阅读文本 -
╭──

KubeAdmiral是字节跳动开源的新一代多集群编排调度引擎,基于KubeFed演进而来,解决了KubeFed在生产落地中遇到的问题:
- 资源利用率低,KubeFed的副本调度策略RSP不够灵活,无法灵活应对集群资源的变化
- 变更不够平滑,扩缩容时经常出现实例分布不均的现象,导致容灾能力下降
- 调度语意局限,只对无状态类资源有较好的支持,调度扩展性差
- 接入成本高,不支持原生API
KubeAdmiral架构图如下:
从KubeAdmiral的架构图发现,KubeAdmiral保留了KubeFed的整体架构,并通过拆分API的手段简化用户学习成本,通过新增组件的形式扩展了KubeFed的能力。

╰──

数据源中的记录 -
╭──

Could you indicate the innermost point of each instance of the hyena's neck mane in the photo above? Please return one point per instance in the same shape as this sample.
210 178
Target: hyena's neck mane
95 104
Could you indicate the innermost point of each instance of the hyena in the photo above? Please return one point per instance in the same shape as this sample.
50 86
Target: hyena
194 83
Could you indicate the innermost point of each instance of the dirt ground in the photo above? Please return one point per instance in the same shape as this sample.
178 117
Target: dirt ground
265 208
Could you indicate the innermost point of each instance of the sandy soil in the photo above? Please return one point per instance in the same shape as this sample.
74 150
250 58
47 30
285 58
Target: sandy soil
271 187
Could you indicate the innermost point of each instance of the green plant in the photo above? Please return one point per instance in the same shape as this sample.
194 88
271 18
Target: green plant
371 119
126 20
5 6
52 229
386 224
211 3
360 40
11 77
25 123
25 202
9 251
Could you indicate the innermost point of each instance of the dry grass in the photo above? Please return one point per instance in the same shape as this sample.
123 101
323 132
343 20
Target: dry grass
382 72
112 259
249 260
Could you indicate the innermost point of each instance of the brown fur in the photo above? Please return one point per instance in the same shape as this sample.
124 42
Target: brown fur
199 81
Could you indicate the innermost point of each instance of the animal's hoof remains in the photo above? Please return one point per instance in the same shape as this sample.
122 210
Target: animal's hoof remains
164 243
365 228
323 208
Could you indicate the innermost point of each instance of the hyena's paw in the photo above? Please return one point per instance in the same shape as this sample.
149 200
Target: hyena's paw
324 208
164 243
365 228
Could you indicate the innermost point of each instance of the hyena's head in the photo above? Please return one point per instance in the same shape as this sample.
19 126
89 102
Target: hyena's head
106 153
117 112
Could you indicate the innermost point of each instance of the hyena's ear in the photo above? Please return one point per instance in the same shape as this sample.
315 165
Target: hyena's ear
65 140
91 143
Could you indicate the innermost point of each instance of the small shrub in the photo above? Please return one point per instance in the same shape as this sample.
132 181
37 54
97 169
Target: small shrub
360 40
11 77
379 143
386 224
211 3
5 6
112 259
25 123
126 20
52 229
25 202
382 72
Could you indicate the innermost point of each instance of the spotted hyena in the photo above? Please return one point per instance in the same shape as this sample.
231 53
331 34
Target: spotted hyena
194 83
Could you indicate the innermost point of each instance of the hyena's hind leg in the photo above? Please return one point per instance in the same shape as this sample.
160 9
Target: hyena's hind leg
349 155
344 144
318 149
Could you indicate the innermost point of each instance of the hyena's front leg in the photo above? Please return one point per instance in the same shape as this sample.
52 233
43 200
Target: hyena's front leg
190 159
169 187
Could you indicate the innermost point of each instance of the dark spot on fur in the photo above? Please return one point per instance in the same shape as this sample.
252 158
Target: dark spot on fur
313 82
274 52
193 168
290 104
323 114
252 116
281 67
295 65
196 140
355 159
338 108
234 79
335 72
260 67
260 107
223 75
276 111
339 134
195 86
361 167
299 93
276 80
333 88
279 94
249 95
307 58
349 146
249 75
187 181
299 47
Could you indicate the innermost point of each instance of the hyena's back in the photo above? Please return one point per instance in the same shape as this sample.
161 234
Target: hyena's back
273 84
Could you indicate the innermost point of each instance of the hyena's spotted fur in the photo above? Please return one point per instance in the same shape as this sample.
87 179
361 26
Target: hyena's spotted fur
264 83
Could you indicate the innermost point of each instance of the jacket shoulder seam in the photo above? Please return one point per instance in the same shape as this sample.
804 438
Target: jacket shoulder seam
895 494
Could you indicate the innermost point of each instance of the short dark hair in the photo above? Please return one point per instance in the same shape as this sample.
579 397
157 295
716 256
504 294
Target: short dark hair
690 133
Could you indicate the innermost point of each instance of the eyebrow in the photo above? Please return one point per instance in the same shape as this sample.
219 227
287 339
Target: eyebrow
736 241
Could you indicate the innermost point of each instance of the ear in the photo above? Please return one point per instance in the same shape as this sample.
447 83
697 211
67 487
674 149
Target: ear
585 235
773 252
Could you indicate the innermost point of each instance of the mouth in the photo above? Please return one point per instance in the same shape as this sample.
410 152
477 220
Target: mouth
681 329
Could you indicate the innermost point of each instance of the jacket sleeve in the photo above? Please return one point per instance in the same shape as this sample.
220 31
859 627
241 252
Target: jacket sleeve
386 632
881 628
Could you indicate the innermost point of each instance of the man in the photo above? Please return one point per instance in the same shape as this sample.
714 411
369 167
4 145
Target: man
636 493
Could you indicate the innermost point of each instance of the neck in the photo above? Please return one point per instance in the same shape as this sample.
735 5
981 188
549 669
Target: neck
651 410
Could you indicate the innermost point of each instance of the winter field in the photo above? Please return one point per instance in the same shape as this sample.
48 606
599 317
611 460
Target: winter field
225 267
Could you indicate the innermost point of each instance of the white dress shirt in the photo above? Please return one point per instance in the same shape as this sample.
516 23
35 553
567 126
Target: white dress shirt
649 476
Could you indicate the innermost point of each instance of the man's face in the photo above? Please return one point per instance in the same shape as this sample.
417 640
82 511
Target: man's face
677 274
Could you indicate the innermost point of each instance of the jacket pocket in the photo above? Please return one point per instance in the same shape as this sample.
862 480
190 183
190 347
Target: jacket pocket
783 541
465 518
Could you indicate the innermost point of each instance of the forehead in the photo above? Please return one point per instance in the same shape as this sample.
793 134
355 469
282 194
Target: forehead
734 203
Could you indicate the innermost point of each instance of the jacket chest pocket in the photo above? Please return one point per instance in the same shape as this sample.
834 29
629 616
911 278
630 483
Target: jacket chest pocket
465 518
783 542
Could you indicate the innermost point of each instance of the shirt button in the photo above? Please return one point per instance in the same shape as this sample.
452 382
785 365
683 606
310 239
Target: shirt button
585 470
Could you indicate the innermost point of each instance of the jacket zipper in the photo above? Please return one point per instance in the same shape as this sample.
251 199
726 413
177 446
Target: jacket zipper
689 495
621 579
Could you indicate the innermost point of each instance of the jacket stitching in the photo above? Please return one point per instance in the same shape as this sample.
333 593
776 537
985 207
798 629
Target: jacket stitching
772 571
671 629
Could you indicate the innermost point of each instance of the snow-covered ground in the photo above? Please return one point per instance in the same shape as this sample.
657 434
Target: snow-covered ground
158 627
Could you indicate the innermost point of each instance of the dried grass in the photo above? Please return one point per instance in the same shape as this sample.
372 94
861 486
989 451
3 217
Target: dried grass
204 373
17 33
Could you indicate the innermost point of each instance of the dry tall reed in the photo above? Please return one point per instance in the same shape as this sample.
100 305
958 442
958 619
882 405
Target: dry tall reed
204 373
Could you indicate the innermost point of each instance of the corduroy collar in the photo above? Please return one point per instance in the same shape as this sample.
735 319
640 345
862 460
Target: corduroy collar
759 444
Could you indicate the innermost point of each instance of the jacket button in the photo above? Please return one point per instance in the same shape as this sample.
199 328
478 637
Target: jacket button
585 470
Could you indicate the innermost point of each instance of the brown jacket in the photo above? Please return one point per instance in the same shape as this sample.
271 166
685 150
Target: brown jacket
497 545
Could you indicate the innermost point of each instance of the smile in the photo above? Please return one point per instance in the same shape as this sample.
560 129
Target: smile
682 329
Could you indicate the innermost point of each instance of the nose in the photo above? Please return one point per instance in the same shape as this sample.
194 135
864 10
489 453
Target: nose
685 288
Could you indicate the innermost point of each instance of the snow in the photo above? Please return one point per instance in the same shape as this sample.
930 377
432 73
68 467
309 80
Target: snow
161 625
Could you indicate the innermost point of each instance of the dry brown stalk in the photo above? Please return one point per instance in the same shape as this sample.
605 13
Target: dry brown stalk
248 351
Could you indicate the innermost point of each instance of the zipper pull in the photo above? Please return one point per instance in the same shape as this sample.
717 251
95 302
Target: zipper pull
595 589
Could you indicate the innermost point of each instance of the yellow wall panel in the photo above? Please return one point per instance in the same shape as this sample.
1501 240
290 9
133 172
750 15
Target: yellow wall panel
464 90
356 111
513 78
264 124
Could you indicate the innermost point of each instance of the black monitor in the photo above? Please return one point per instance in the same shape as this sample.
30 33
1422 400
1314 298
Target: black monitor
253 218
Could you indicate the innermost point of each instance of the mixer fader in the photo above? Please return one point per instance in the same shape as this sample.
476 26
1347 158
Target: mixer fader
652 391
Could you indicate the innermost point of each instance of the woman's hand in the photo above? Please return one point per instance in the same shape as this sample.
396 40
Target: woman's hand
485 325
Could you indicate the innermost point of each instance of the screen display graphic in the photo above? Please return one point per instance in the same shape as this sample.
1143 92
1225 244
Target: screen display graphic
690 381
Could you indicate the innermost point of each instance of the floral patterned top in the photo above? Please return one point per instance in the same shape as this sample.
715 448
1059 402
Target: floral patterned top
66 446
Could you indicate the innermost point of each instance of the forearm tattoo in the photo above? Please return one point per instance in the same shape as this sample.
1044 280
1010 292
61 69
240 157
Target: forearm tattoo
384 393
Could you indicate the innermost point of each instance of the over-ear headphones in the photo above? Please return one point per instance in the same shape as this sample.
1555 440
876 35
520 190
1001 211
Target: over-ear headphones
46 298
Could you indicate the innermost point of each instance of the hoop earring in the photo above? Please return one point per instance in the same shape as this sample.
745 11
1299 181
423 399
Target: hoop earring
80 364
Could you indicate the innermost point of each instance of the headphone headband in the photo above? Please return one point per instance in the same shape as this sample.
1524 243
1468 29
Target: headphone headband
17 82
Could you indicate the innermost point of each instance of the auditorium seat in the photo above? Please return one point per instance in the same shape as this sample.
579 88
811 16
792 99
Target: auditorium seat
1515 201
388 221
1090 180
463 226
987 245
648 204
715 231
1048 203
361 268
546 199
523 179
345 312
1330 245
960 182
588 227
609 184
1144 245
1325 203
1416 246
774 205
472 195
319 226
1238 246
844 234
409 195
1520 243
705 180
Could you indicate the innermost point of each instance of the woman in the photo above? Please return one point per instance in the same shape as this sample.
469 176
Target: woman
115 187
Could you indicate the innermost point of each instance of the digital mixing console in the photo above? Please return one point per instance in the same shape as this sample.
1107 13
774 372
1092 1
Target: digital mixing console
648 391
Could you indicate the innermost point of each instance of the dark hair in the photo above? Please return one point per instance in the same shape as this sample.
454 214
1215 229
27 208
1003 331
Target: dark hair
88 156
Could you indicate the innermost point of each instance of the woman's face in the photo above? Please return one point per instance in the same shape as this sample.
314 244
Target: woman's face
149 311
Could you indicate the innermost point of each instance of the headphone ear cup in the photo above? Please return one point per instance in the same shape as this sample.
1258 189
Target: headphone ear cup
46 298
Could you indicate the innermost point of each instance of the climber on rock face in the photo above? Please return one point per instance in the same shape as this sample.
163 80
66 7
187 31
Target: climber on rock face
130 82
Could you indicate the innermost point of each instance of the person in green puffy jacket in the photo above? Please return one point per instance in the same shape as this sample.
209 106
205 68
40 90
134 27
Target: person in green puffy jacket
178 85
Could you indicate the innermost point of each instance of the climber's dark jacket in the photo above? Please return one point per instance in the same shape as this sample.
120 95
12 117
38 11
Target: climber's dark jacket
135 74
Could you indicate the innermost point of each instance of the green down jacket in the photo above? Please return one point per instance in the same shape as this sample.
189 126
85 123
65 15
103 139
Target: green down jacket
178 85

╰──

待完成任务 -
• 1. KubeAdmiral介绍中列出了KubeFed在生产落地中遇到的哪些问题?每个问题只写第一个逗号前的简短说法。
• 2. 把KubeAdmiral介绍中的这句话译成英文:“从KubeAdmiral的架构图发现,KubeAdmiral保留了KubeFed的整体架构,并通过拆分API的手段简化用户学习成本,通过新增组件的形式扩展了KubeFed的能力。”
• 3. 请照原文重新给出KubeAdmiral介绍中的一段,从含有“KubeAdmiral是字节”的词句开始,到“扩展了KubeFed的能力。”结束。
作答时只依据KubeAdmiral介绍这段文本。

各题答案 -
• 1.
资源利用率低
变更不够平滑
调度语意局限
接入成本高

• 2. From the KubeAdmiral architecture diagram, it can be seen that KubeAdmiral retains the overall architecture of KubeFed, reduces the learning cost for users by splitting the API, and extends the capabilities of KubeFed by adding new components.

• 3.
KubeAdmiral是字节跳动开源的新一代多集群编排调度引擎,基于KubeFed演进而来,解决了KubeFed在生产落地中遇到的问题:
- 资源利用率低,KubeFed的副本调度策略RSP不够灵活,无法灵活应对集群资源的变化
- 变更不够平滑,扩缩容时经常出现实例分布不均的现象,导致容灾能力下降
- 调度语意局限,只对无状态类资源有较好的支持,调度扩展性差
- 接入成本高,不支持原生API
KubeAdmiral架构图如下:
从KubeAdmiral的架构图发现,KubeAdmiral保留了KubeFed的整体架构,并通过拆分API的手段简化用户学习成本,通过新增组件的形式扩展了KubeFed的能力。